**THE PROBLEM:** Quote the stretch of rows from the very start through the line containing "positive clicks: (255, 170)", with both ends included.

[Stored data]
════════════════
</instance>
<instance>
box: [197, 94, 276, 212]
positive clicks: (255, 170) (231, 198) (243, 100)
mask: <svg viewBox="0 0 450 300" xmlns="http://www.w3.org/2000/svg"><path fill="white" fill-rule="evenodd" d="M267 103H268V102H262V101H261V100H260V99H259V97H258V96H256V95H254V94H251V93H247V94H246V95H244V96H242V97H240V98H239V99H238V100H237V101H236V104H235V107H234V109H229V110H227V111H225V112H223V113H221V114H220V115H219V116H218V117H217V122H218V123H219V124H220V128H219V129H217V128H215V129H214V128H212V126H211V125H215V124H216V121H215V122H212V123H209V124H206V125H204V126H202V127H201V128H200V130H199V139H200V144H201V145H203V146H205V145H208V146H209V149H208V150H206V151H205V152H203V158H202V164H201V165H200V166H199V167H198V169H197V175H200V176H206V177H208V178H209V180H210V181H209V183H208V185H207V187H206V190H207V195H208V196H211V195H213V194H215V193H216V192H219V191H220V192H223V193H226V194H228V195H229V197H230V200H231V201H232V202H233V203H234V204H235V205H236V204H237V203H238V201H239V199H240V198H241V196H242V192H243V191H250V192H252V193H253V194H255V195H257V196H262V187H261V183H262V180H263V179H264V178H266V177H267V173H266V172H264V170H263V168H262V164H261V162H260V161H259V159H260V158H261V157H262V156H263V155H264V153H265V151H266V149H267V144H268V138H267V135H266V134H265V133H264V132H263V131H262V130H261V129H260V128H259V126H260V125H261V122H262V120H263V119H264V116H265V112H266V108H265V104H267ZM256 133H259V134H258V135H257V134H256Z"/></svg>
════════════════
**THE COMPLETED TASK:**
</instance>
<instance>
box: [197, 94, 276, 212]
positive clicks: (255, 170) (231, 198) (243, 100)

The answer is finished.